Phase 2: Get Transcript with Exact Timestamps

Priority order: Manual subtitles → Auto-generated → Whisper

cd "$OUTPUT_DIR"

# Check available subtitles
yt-dlp --list-subs "$VIDEO_URL"

# Try manual subtitles first
if yt-dlp --write-sub --sub-langs "en" --skip-download -o "transcript" "$VIDEO_URL" 2>/dev/null; then
    echo "Manual subtitles downloaded"
elif yt-dlp --write-auto-sub --sub-langs "en" --skip-download -o "transcript" "$VIDEO_URL" 2>/dev/null; then
    echo "Auto-generated subtitles downloaded"
else
    echo "No subtitles available - Whisper transcription required"
    # Ask user before proceeding with Whisper (downloads audio)
fi

Parse VTT using the skill's Python script:

# Parse VTT file into segments.json and full_transcript.txt
python3 .claude/skills/get-y2b-clips/parse_vtt.py transcript.en.vtt

# This creates:
#   - segments.json (for precise timestamp lookup)
#   - full_transcript.txt (for reading/analysis)

Alternative inline Python (if script not available):

import re
import json

def parse_vtt(filename):
    with open(filename, 'r', encoding='utf-8') as f:
        content = f.read()

    lines = content.split('\n')
    segments = []
    current_start = None
    current_end = None
    seen_text = set()

    for line in lines:
        line = line.strip()

        # Check if this is a timestamp line
        time_match = re.match(r'^(\d{2}:\d{2}:\d{2})\.(\d{3}) --> (\d{2}:\d{2}:\d{2})\.(\d{3})', line)
        if time_match:
            current_start = f"{time_match.group(1)}.{time_match.group(2)}"
            current_end = f"{time_match.group(3)}.{time_match.group(4)}"

────

USING THE INFORMATION.
[A] Could you rewrite the block of the transcript guide that begins "# Try manual subtitles first" as a short list of steps, keeping its main facts?
[B] Can you return, word for word, the stretch of the transcript guide from "Alternative inline Python" through "lines = content.split('\n')"?

DATA RECORDS.
────

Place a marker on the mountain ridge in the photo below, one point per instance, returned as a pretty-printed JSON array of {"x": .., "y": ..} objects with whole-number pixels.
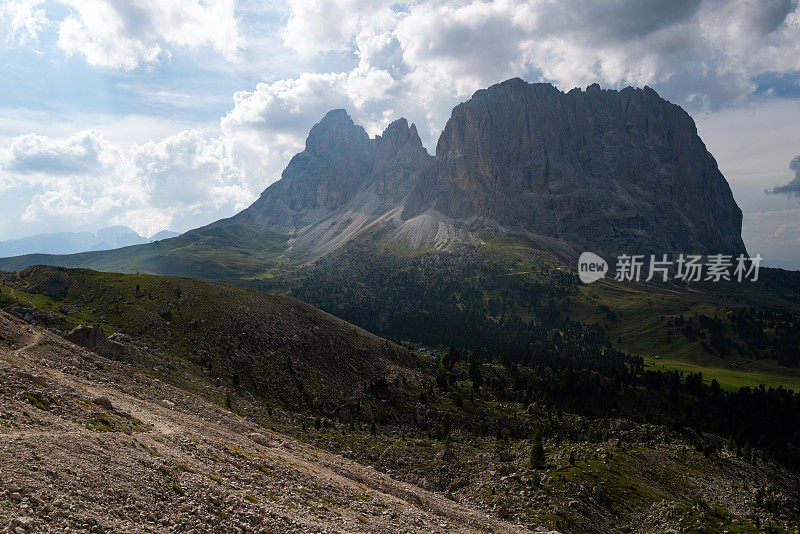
[{"x": 604, "y": 170}]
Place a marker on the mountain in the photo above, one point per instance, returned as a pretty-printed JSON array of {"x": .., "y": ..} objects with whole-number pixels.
[
  {"x": 609, "y": 171},
  {"x": 75, "y": 242},
  {"x": 163, "y": 234},
  {"x": 473, "y": 247},
  {"x": 340, "y": 184},
  {"x": 56, "y": 243},
  {"x": 214, "y": 406},
  {"x": 603, "y": 170}
]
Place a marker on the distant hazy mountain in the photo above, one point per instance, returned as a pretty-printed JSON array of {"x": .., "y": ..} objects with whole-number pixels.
[
  {"x": 73, "y": 242},
  {"x": 163, "y": 234}
]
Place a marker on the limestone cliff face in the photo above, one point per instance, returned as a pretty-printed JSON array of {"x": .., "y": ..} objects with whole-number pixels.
[
  {"x": 611, "y": 171},
  {"x": 602, "y": 170},
  {"x": 340, "y": 165}
]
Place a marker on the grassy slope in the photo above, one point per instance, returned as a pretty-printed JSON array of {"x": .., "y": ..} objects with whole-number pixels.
[
  {"x": 639, "y": 326},
  {"x": 228, "y": 253},
  {"x": 246, "y": 338},
  {"x": 243, "y": 256}
]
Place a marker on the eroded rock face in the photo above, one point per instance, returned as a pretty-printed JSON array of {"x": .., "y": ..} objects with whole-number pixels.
[
  {"x": 610, "y": 171},
  {"x": 339, "y": 163},
  {"x": 94, "y": 339},
  {"x": 601, "y": 170}
]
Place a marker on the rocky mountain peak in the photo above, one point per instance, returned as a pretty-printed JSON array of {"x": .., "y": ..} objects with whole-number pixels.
[
  {"x": 336, "y": 132},
  {"x": 598, "y": 169}
]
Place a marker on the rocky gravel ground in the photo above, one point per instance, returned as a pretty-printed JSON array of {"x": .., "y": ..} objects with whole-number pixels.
[{"x": 90, "y": 445}]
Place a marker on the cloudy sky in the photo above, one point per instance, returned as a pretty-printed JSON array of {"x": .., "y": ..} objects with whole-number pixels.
[{"x": 168, "y": 114}]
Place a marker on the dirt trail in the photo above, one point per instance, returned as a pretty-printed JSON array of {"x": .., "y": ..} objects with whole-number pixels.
[{"x": 178, "y": 461}]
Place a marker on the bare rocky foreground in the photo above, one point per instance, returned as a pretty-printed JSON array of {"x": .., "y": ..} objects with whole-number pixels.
[{"x": 88, "y": 444}]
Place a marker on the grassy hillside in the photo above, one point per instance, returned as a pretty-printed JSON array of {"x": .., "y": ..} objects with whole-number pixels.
[
  {"x": 274, "y": 346},
  {"x": 642, "y": 320},
  {"x": 227, "y": 253},
  {"x": 503, "y": 294}
]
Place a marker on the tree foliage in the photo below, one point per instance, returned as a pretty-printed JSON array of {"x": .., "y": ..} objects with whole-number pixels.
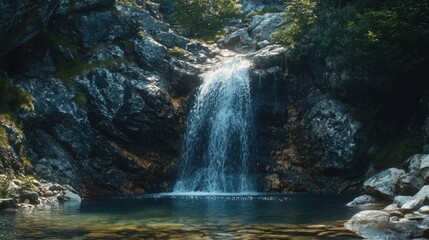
[
  {"x": 205, "y": 17},
  {"x": 389, "y": 35}
]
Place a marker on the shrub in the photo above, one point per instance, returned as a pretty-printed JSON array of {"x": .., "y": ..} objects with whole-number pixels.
[
  {"x": 177, "y": 52},
  {"x": 205, "y": 17}
]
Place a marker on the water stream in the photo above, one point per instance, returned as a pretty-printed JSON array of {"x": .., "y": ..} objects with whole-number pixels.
[{"x": 217, "y": 142}]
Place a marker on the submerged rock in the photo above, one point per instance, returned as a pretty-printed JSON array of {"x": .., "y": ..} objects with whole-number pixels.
[
  {"x": 375, "y": 224},
  {"x": 384, "y": 183},
  {"x": 364, "y": 201},
  {"x": 7, "y": 203}
]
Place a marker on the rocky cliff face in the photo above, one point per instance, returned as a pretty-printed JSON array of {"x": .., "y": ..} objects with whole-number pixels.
[
  {"x": 110, "y": 84},
  {"x": 108, "y": 92}
]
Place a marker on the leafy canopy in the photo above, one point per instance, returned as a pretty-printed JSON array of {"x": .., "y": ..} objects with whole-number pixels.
[{"x": 205, "y": 18}]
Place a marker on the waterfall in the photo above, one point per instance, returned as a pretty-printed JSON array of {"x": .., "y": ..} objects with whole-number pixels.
[{"x": 217, "y": 142}]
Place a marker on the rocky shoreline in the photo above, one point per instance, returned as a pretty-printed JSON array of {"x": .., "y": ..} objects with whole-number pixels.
[
  {"x": 26, "y": 194},
  {"x": 401, "y": 200}
]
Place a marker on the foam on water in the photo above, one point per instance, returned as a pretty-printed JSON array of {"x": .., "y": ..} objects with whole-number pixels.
[{"x": 217, "y": 142}]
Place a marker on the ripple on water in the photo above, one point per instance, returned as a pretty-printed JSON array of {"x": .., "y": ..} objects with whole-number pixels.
[{"x": 190, "y": 217}]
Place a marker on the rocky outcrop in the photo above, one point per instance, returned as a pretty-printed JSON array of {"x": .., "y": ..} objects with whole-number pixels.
[
  {"x": 22, "y": 20},
  {"x": 27, "y": 194},
  {"x": 257, "y": 5},
  {"x": 109, "y": 94},
  {"x": 258, "y": 34},
  {"x": 110, "y": 84},
  {"x": 406, "y": 217}
]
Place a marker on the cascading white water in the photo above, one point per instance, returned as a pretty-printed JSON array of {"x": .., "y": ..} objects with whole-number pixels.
[{"x": 217, "y": 141}]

────

RESPONSES IN ORDER.
[A]
- Try to download manual English subtitles with yt-dlp, skipping the video download and saving the output as "transcript". On success, print "Manual subtitles downloaded".
- If that fails, try auto-generated English subtitles the same way. On success, print "Auto-generated subtitles downloaded".
- If neither is available, print that Whisper transcription is required. Ask the user before proceeding with Whisper, because it downloads audio.

[B]
Alternative inline Python (if script not available):

import re
import json

def parse_vtt(filename):
    with open(filename, 'r', encoding='utf-8') as f:
        content = f.read()

    lines = content.split('\n')